GIVEN DATA:
# # #

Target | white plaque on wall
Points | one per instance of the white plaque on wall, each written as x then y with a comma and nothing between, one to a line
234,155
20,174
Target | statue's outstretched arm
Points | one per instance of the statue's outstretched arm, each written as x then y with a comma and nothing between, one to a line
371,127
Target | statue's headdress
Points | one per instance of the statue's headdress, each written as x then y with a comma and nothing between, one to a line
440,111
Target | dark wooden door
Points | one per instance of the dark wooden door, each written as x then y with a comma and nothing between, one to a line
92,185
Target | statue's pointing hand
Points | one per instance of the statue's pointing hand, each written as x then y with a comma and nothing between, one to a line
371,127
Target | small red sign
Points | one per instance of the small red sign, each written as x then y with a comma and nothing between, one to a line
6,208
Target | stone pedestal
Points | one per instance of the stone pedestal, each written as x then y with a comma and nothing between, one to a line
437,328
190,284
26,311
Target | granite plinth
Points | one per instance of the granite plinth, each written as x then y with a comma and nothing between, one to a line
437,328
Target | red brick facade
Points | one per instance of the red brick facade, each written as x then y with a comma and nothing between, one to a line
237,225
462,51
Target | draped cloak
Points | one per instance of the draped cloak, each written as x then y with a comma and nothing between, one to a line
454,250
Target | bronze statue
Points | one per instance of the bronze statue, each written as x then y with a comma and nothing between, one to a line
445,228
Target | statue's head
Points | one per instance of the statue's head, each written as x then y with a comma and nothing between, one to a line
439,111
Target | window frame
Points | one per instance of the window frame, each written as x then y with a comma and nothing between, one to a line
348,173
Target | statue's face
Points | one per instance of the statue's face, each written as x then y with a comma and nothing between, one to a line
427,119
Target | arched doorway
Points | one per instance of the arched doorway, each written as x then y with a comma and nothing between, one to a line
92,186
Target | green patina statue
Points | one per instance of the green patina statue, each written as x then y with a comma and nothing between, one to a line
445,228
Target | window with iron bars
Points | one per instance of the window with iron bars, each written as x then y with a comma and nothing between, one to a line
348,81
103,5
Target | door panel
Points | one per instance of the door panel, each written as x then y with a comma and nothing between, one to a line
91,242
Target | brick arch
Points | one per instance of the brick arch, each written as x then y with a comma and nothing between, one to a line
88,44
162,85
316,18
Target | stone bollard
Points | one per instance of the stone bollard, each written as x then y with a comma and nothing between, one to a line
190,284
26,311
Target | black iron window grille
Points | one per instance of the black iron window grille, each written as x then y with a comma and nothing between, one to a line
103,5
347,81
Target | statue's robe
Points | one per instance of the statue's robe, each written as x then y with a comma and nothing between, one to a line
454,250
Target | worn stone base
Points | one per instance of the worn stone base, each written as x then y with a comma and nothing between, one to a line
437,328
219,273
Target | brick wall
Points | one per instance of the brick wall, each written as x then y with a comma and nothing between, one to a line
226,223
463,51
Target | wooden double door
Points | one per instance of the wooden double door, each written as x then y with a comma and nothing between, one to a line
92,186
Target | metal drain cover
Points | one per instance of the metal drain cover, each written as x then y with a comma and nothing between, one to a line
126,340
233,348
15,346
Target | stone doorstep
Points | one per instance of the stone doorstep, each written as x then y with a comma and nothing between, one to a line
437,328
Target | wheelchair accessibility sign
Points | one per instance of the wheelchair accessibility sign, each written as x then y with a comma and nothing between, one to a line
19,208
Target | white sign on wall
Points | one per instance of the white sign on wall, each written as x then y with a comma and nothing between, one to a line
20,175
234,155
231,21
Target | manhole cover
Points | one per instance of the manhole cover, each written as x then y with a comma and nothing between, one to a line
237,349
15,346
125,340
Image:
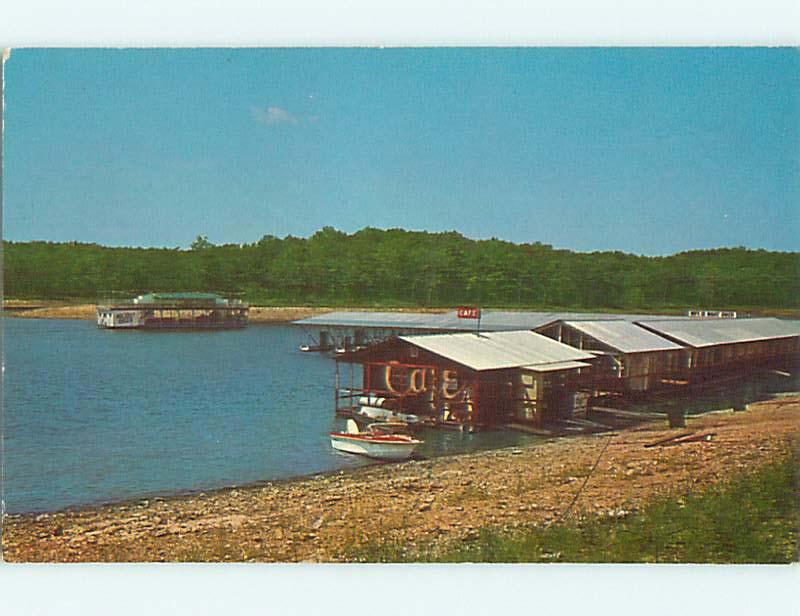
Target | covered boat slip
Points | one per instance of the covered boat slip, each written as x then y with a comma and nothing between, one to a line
630,358
352,329
717,347
465,379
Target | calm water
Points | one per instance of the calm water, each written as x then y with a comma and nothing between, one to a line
94,415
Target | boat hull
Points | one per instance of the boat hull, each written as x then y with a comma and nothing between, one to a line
381,448
380,414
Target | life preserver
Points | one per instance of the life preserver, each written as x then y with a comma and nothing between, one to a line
445,392
412,381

# # #

WHAT IS BEING ASKED:
Each line from the one that contains "Target | manhole cover" to the end of the listing must be quoted exactly; no other line and no picture belongs in the copy.

COMPLETED TASK:
Target | manhole cover
Points | one per instance of the manhole cover, each written as x then y with a comma and nothing between, one to a line
237,349
15,346
125,340
Image:
Target | covered boat slip
Points | one per instance of the covered boat slip, each written as x then y with a comma and nothing between, one to a line
630,358
352,329
717,347
465,379
Target | calm water
Points | one per instance of the calm water, each written as x then y with a comma and nothing between, one to a line
94,415
Target | boat hull
Points | one per instance of the boat hull, each written as x then y with a comma and nothing between, one to a line
381,448
380,414
Target | life preserver
Points | one per instance of the life preserver, each written as x then y with a comma and nothing between, one to a line
445,392
412,381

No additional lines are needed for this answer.